My first words of the day. K has just handed me a second can of isotonic-whatever-it-is and informed me she still has a little bottle of water in her bag, and some ibuprofen in the car. The woman is a genius.

My head – or what remains of it – falls back on the pillow. It does strike me as a little odd that she would choose such a moment to tickle my feet, but then I realise she’s putting my socks on. That’s good; I wasn’t going to get around to it anytime soon. While I’m being dressed, the images start flooding in; the first of them provide me with my bearings. I’m inGibraltar.

◆ ◆ ◆ ◆ ◆

WHAT THE TASK REQUIRES = Could you transcribe the entire passage about waking up in Gibraltar word for word? The entries that come next are separate material, apart from the passage about waking up in Gibraltar.

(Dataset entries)
◆ ◆ ◆ ◆ ◆

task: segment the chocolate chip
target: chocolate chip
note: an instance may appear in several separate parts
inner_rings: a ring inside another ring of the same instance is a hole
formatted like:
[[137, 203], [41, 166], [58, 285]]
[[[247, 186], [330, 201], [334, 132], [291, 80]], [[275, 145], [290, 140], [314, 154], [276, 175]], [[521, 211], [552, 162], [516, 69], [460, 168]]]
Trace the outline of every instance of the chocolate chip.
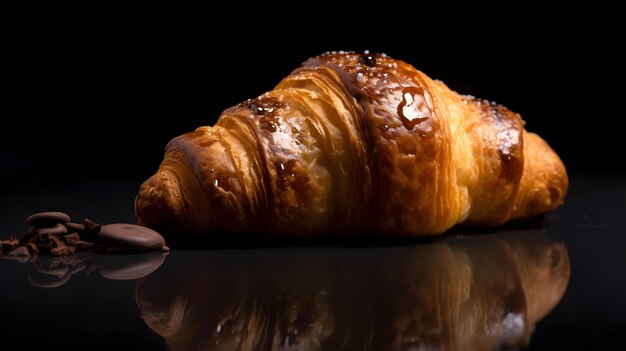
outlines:
[[85, 218], [83, 225], [85, 226], [85, 231], [92, 234], [100, 233], [100, 229], [102, 228], [102, 223], [96, 223], [89, 218]]
[[55, 247], [54, 249], [50, 250], [50, 254], [52, 256], [66, 256], [66, 255], [71, 255], [74, 252], [76, 252], [75, 246], [66, 246], [66, 245], [59, 245]]
[[361, 57], [359, 58], [359, 62], [369, 67], [376, 66], [376, 58], [372, 54], [361, 55]]
[[10, 238], [9, 240], [0, 241], [0, 253], [8, 253], [15, 250], [20, 246], [20, 242], [17, 239]]
[[67, 228], [67, 231], [69, 233], [84, 233], [85, 232], [84, 224], [69, 222], [63, 225], [65, 225], [65, 228]]
[[54, 227], [51, 228], [37, 228], [35, 230], [35, 235], [65, 235], [67, 234], [67, 228], [61, 224], [57, 223]]
[[70, 221], [70, 216], [63, 212], [40, 212], [26, 219], [26, 223], [34, 227], [51, 227], [57, 223], [67, 223]]
[[20, 246], [9, 252], [9, 256], [30, 256], [30, 252], [28, 252], [28, 249], [25, 246]]
[[105, 225], [98, 237], [104, 242], [105, 251], [111, 253], [161, 250], [165, 246], [161, 234], [135, 224]]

◆ ◆ ◆ ◆ ◆

TASK SOLUTION =
My first words of the day. K has just handed me a second can of isotonic-whatever-it-is and informed me she still has a little bottle of water in her bag, and some ibuprofen in the car. The woman is a genius.

My head – or what remains of it – falls back on the pillow. It does strike me as a little odd that she would choose such a moment to tickle my feet, but then I realise she’s putting my socks on. That’s good; I wasn’t going to get around to it anytime soon. While I’m being dressed, the images start flooding in; the first of them provide me with my bearings. I’m inGibraltar.